_Aim of the task_
In your answer, set down the records below exactly as they stand, omitting pictures.

_ _ _ _ _ _ _

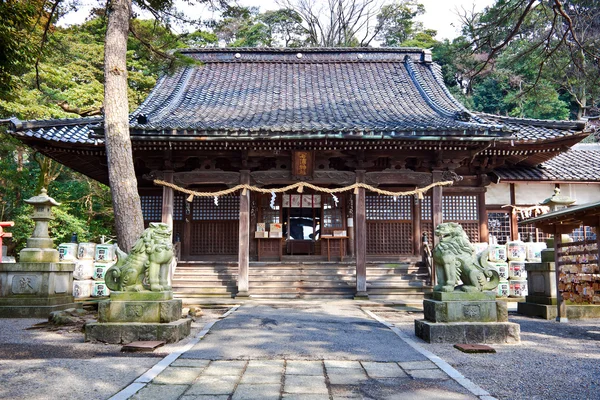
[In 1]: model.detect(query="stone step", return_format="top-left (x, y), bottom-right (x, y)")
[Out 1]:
top-left (173, 275), bottom-right (238, 282)
top-left (249, 287), bottom-right (355, 295)
top-left (174, 287), bottom-right (237, 294)
top-left (250, 293), bottom-right (354, 299)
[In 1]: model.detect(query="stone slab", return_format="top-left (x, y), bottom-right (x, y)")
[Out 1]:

_ _ _ _ _ _ _

_Solution for this problem_
[In 1]: model.detect(query="stone step", return_format="top-left (x, y), bottom-right (x, y)")
[Out 1]:
top-left (173, 275), bottom-right (238, 282)
top-left (249, 287), bottom-right (355, 295)
top-left (174, 287), bottom-right (237, 294)
top-left (250, 293), bottom-right (354, 299)
[In 1]: model.detect(query="stone slab", return_format="top-left (x, y), bottom-right (x, y)")
[Out 1]:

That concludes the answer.